BRIEF → Render every line of the records below as a Markdown table with two columns, Number and Content, where Number counts the rows in order and blank lines are left out.

INFORMATION SUPPLIED →

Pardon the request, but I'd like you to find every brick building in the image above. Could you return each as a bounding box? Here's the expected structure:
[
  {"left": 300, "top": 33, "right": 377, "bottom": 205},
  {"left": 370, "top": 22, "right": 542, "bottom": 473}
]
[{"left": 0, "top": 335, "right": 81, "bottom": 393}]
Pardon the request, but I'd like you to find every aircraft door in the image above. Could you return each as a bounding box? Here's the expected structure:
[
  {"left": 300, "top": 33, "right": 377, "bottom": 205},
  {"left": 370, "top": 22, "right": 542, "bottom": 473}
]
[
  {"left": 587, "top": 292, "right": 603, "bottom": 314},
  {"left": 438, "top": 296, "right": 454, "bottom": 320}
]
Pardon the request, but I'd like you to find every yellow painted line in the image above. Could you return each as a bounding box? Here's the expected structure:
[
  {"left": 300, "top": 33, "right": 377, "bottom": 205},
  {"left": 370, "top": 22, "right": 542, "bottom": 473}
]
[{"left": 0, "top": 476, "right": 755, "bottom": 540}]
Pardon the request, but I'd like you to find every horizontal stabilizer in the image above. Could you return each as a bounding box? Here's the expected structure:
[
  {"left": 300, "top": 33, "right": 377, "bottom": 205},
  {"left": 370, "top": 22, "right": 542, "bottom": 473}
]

EXERCISE RESULT →
| Number | Content |
|---|---|
| 1 | Pardon the request, but I'd like you to find every brick building in the image above. Could you return each as a bounding box? Here's the expected structure: |
| 2 | [ |
| 3 |   {"left": 300, "top": 33, "right": 377, "bottom": 205}, |
| 4 |   {"left": 370, "top": 22, "right": 542, "bottom": 473} |
| 5 | ] |
| 6 | [{"left": 0, "top": 335, "right": 81, "bottom": 393}] |
| 7 | Pardon the request, but I'd like you to find every aircraft door in the image above. Could you return each as a bounding box? Here's the expected structure: |
| 8 | [ |
| 9 |   {"left": 300, "top": 33, "right": 377, "bottom": 205}, |
| 10 |   {"left": 370, "top": 22, "right": 542, "bottom": 473} |
| 11 | ] |
| 12 | [ |
| 13 |   {"left": 587, "top": 292, "right": 603, "bottom": 314}, |
| 14 |   {"left": 438, "top": 296, "right": 454, "bottom": 320} |
| 15 | ] |
| 16 | Pardon the request, but I'd like you to find every yellow painted line in the image above. Could you return each as a bounding box? Here's the expected structure: |
| 17 | [ |
| 18 |   {"left": 300, "top": 33, "right": 377, "bottom": 205}, |
| 19 |   {"left": 370, "top": 22, "right": 542, "bottom": 473} |
| 20 | ] |
| 21 | [{"left": 0, "top": 476, "right": 755, "bottom": 540}] |
| 22 | Pardon the request, but I'd like you to find every horizontal stabilizer in the image above. Could you return each as a bounding box? Here's the expected structure: |
| 23 | [ |
| 24 |   {"left": 300, "top": 33, "right": 377, "bottom": 205}, |
| 25 |   {"left": 370, "top": 22, "right": 542, "bottom": 473} |
| 26 | ] |